[Goals]
**A)** In the forum post about GRUB, reproduce the passage from "If you can boot" up to and including "do a chroot.", switching "live CD" to "live USB".
**B)** According to the forum post about GRUB, what was the capacity of the hard drive in the old USB enclosure?

[Source document]
If you can boot from a flash drive, it would make experimenting a lot cheaper. [smile]

ecsedy
August 18th, 2012, 05:29 AM
Trying to do a grub-mkconfig which doesn't work since I am running a live CD. Apparently you can make it work if you do a chroot.

ecsedy
August 19th, 2012, 12:58 AM
So rather than playing around with the live CD I scrounged up an old USB enclosure with a 60 GB hard drive in it. I installed Ubuntu 12.04 with no problem. I had to install the xorriso package to do a grub-mkrescue but that was no problem. The interesting thing was that after I installed the OS the grub menu came up and it showed the eSata drive in the menu options (I have an old Windows install on it). I did a grub-mkconfig and followed by a grub-mkrescue. After booting with the rescue iso I created there was the eSata drive listed where it should be. When I tried booting to it I got some message about the UUID of the drive not being found. The script looks like it is trying to do a search based on the fs-uuid and it is not working. Of course if I do a blkid in Ubuntu the drive is there and the fs-uuid is there and correct for the partition. Right now it seems like booting into Ubuntu works because it loads some driver that grub does not and that's why grub does not see the eSata drive. Grub sees USB drives just fine, though. The chip in the laptop is an Intel Series 5 SATA chip set to RAID, not AHCI. Ideas?

[Dataset]
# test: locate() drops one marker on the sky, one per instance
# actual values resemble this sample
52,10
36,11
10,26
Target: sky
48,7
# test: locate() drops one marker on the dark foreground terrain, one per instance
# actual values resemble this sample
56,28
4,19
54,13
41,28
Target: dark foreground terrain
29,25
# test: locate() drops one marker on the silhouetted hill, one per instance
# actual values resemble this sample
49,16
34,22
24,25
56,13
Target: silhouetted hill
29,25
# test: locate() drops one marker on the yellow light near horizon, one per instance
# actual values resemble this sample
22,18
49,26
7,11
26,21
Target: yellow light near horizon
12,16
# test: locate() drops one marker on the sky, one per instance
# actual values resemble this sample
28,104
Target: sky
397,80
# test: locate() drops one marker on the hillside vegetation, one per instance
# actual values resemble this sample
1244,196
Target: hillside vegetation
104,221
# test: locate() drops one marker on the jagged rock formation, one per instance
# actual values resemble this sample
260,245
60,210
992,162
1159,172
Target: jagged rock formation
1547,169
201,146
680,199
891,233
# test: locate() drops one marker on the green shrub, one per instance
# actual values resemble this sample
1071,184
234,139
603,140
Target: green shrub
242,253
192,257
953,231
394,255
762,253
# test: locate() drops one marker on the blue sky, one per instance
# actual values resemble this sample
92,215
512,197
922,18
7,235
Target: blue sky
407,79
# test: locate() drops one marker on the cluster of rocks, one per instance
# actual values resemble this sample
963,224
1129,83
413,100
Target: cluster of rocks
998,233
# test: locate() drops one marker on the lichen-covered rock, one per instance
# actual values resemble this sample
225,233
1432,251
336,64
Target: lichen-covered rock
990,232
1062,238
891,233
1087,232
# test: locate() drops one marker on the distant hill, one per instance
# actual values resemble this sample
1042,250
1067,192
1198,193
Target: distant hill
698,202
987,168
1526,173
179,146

[Answers provided]
**A)**
If you can boot from a flash drive, it would make experimenting a lot cheaper. [smile]

ecsedy
August 18th, 2012, 05:29 AM
Trying to do a grub-mkconfig which doesn't work since I am running a live USB. Apparently you can make it work if you do a chroot.

**B)** 60 GB.